### Problem
Your task is to copy the stretch of lines in the records below that begins with the line containing "[[441, 265], [93, 29], [474, 145]]" and ends with the line containing "[[490, 80], [194, 13]]", exactly as written, with nothing added.

Saved data entries:
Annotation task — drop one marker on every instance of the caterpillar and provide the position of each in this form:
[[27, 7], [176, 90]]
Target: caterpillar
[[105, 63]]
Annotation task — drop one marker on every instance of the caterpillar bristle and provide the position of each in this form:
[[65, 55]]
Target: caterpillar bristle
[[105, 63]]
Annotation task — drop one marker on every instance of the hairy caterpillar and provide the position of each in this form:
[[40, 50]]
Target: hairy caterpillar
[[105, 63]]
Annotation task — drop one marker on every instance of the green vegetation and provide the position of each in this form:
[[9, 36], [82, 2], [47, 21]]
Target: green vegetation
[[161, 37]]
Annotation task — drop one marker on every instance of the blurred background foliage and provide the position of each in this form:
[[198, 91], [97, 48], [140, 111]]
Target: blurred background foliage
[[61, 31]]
* * *
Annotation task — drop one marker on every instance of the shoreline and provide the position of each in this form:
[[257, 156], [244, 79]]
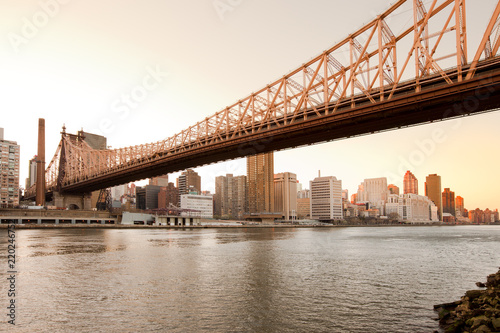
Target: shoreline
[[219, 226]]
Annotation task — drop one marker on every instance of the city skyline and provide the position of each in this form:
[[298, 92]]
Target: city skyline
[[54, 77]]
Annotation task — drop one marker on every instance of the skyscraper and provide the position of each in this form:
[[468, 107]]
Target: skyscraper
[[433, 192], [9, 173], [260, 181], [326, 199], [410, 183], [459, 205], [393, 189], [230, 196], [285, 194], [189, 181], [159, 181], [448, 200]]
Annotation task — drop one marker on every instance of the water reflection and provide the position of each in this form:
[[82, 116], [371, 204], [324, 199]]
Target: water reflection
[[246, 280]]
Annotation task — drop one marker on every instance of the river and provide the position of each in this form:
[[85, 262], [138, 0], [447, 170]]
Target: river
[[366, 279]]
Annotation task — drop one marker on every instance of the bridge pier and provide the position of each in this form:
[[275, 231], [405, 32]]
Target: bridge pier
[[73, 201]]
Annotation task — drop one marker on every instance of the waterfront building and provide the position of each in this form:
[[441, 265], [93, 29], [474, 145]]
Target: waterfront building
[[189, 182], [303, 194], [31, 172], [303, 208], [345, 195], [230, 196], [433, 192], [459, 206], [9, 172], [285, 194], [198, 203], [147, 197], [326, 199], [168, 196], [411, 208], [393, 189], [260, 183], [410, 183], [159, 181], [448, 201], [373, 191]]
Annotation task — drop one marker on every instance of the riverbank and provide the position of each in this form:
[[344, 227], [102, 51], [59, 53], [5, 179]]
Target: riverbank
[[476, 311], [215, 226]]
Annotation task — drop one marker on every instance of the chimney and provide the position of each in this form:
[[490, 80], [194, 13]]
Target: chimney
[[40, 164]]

### Expected answer
[[441, 265], [93, 29], [474, 145]]
Target: waterfront building
[[189, 182], [303, 194], [31, 172], [303, 208], [345, 195], [230, 196], [433, 192], [459, 206], [9, 172], [285, 194], [198, 203], [147, 197], [326, 199], [168, 196], [411, 208], [393, 189], [260, 183], [410, 183], [159, 181], [448, 201], [373, 191]]
Annotation task — drop one marker on every instance of the riverbank and provide the position of each in this form:
[[344, 227], [102, 51], [59, 53], [5, 179]]
Target: riverbank
[[476, 311], [215, 226]]
Annotation task — drop one marker on every instance of the chimney and provide the position of each in this form:
[[490, 80], [194, 13]]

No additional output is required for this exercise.